=== PROBLEM DESCRIPTION ===
Please give all of the data below as a two-column CSV with the columns input and output. Use one row per input and its answer, put each value in a single quoted field with line breaks turned into spaces, and leave out the pictures.

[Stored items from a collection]

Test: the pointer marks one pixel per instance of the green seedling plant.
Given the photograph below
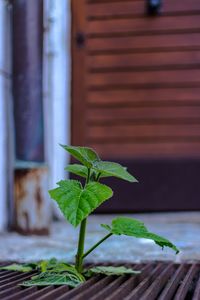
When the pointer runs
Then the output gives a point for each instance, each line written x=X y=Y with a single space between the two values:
x=77 y=202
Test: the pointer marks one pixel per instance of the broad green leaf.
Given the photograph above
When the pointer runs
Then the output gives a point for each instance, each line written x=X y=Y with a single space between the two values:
x=113 y=169
x=48 y=278
x=109 y=270
x=82 y=171
x=135 y=228
x=55 y=266
x=20 y=267
x=85 y=155
x=77 y=169
x=77 y=202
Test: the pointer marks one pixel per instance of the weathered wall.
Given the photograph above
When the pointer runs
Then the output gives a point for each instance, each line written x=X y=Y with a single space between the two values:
x=5 y=93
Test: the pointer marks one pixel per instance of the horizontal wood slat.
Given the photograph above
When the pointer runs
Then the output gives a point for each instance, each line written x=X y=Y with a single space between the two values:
x=141 y=78
x=132 y=8
x=152 y=78
x=143 y=97
x=144 y=25
x=161 y=42
x=148 y=150
x=144 y=61
x=143 y=114
x=134 y=131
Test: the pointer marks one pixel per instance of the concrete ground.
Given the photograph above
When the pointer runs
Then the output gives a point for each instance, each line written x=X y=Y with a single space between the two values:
x=183 y=229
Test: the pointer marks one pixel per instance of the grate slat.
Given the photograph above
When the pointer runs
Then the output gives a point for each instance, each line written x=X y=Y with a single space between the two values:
x=197 y=291
x=92 y=290
x=173 y=283
x=157 y=281
x=184 y=287
x=21 y=294
x=81 y=288
x=39 y=293
x=153 y=291
x=55 y=293
x=145 y=283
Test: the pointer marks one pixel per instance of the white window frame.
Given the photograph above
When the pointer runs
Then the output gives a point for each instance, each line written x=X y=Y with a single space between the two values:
x=57 y=86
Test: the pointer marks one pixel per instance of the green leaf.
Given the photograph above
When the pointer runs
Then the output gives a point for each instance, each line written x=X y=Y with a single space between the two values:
x=82 y=171
x=55 y=266
x=20 y=267
x=113 y=169
x=76 y=202
x=85 y=155
x=109 y=270
x=48 y=278
x=135 y=228
x=77 y=169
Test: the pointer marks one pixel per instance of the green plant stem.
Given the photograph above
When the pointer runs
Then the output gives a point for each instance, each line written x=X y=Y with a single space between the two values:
x=96 y=245
x=81 y=241
x=79 y=255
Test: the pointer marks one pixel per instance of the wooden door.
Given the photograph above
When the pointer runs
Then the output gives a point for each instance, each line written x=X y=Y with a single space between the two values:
x=136 y=97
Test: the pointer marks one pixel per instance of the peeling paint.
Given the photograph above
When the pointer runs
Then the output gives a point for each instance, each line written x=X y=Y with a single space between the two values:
x=31 y=201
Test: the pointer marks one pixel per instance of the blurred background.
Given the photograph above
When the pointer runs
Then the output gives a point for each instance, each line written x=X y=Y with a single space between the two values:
x=120 y=76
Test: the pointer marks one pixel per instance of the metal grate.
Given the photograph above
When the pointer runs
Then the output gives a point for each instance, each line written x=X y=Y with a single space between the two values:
x=158 y=280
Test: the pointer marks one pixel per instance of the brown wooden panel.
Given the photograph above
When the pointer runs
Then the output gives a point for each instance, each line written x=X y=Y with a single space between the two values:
x=141 y=97
x=146 y=78
x=142 y=61
x=148 y=150
x=144 y=25
x=132 y=8
x=160 y=42
x=107 y=132
x=142 y=114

=== CORRECT RESULT ===
input,output
"Test: the pointer marks one pixel per instance of the green seedling plant. Given the photograph below When the pointer runs Then the output gives a point for each instance, each line written x=X y=Y with a single space between the two values:","x=77 y=202"
"Test: the pointer marks one pixel per instance of the broad green leaf. Given the photograph above When the pointer runs Then the output gives a point for each instance, each line written x=X y=Y with a single space between the two values:","x=113 y=169 x=48 y=278 x=109 y=270 x=82 y=171 x=135 y=228 x=55 y=266 x=20 y=267 x=85 y=155 x=77 y=169 x=77 y=202"
"Test: the pointer marks one pixel per instance of the weathered wall. Given the photograph above When the pointer runs Then the output gives a point for each instance, each line written x=X y=Y with a single space between the two values:","x=5 y=93"
"Test: the pointer marks one pixel per instance of the horizontal wood slat. Given the photograph above When the pointer runs Then the output gives a point for each instance, each line written x=X y=Y with a single space between the two values:","x=141 y=78 x=132 y=8 x=152 y=78 x=143 y=97 x=144 y=25 x=161 y=42 x=148 y=150 x=144 y=61 x=143 y=114 x=134 y=131"
"Test: the pointer marks one pixel per instance of the concrete ground. Given the photograph above When the pointer runs Then the output gives a point for each instance, each line written x=X y=Y with a single space between the two values:","x=183 y=229"
"Test: the pointer marks one pixel per instance of the grate slat. Given the photograph above When the pointer runs Then the output gives a point for each instance, each line written x=X y=Y with a single space between the two values:","x=197 y=291 x=92 y=290 x=173 y=283 x=157 y=281 x=184 y=287 x=21 y=294 x=81 y=288 x=39 y=293 x=153 y=291 x=55 y=293 x=145 y=283"
"Test: the pointer marks one pixel per instance of the white window frame. Given the photograph above When the pointer runs Then the output gives a point for each instance, each line written x=X y=Y with a single space between the two values:","x=57 y=86"
"Test: the pointer marks one pixel per instance of the green leaf. Given the photograph above When the pointer runs Then the output gives a point for each instance, each line written x=X y=Y with a single space between the two values:","x=82 y=171 x=55 y=266 x=20 y=267 x=113 y=169 x=76 y=202 x=85 y=155 x=109 y=270 x=48 y=278 x=135 y=228 x=77 y=169"
"Test: the pointer marks one pixel per instance of the green plant stem. Given the photograph above When the pointer runs Then the output gives a point for each instance, each line written x=X y=Y with a single space between the two values:","x=96 y=245 x=81 y=241 x=79 y=255"
"Test: the pointer marks one pixel per instance of the wooden door. Given the photograph above When the pointer runs Then the output gives a point for each instance, each line written x=X y=Y with a single space between the two values:","x=136 y=97"
"Test: the pointer marks one pixel per instance of the peeling paint. Given the photograph above When the pointer runs Then the output gives a point for each instance, each line written x=X y=Y with a single space between the two values:","x=31 y=201"
"Test: the pointer marks one pixel per instance of the blurred background. Given the photograph above When the pointer runs Then the output gives a point for each instance, each line written x=X y=Y with a single space between the two values:","x=120 y=76"
"Test: the pointer marks one pixel per instance of the metal grate. Given the photograph above When the pointer runs Then the output gives a point for each instance, each line written x=X y=Y with a single space between the two values:","x=158 y=280"
"Test: the pointer marks one pixel per instance of the brown wooden panel. Given the photograph above When the pointer runs Then the output gives a point for each instance, each line written x=X y=Y with a single space between the two values:","x=141 y=97 x=146 y=78 x=142 y=61 x=148 y=150 x=144 y=25 x=132 y=8 x=160 y=42 x=107 y=132 x=142 y=114"